I just adore this book.

Which comes with its own recipe for Lemon Meringue Pie... so I'm not putting it here. Go buy (or borrow) the book!

TOBY'S KINKY LEMON MERINGUE PIE

The recipe in the book makes a lovely lemon meringue pie.

It has a pie crust using a mix of butter and shortening, and also vodka. I, personally, don't find the vodka/butter/shortening pie crust to be the superior pie crust... I know some people feel very strongly in favor of the vodka pie crust, and some people are strongly in favor of the mixed butter/shortening crust, but honestly, I prefer an all-butter pie crust, the recipe for which I have shared every time I've made pie, but I was following the book recipe and made the book recipe pie crust. It was a perfectly good pie crust and the friend who ate this pie with me loved it. I liked it, but I like Smitten Kitchen all-butter crust better.

DATA SHOWN:
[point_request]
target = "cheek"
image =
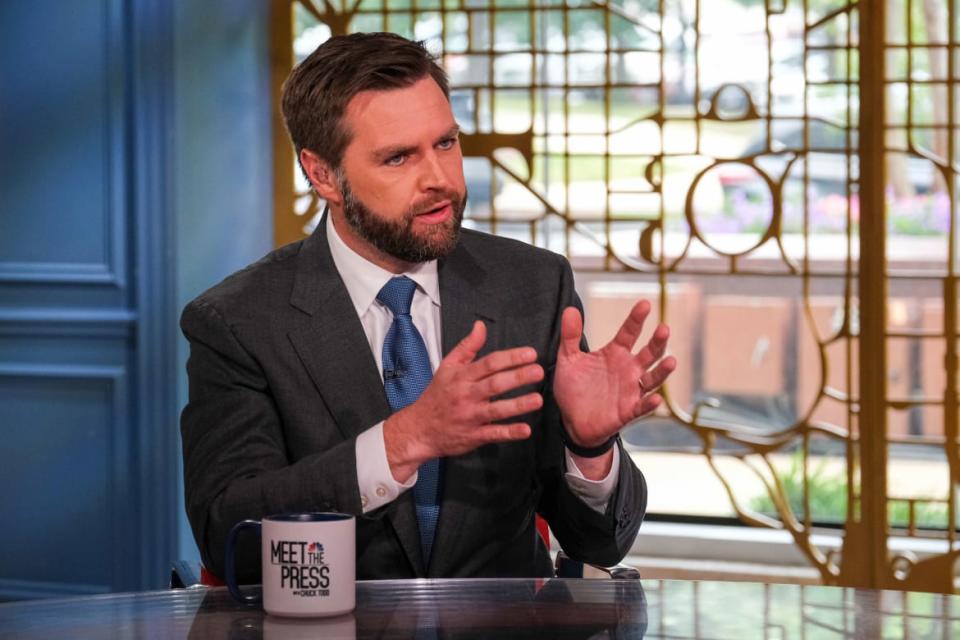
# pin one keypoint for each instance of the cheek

---

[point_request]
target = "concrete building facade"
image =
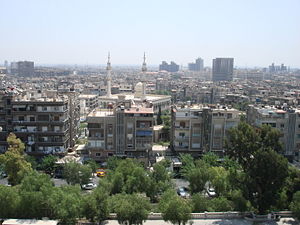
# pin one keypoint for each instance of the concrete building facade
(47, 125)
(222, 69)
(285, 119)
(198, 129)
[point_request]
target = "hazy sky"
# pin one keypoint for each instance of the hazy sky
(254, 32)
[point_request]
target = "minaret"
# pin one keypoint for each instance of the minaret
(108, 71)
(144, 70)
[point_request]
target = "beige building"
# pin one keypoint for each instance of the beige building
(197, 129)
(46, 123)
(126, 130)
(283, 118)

PROBLEM DETAILS: Copy out everything in the lemon meringue pie post from "It has a pie" down to "Kitchen all-butter crust better.", putting "my usual" in place of "Smitten Kitchen". Work only from the text, not the rows.

ANSWER AREA:
It has a pie crust using a mix of butter and shortening, and also vodka. I, personally, don't find the vodka/butter/shortening pie crust to be the superior pie crust... I know some people feel very strongly in favor of the vodka pie crust, and some people are strongly in favor of the mixed butter/shortening crust, but honestly, I prefer an all-butter pie crust, the recipe for which I have shared every time I've made pie, but I was following the book recipe and made the book recipe pie crust. It was a perfectly good pie crust and the friend who ate this pie with me loved it. I liked it, but I like my usual all-butter crust better.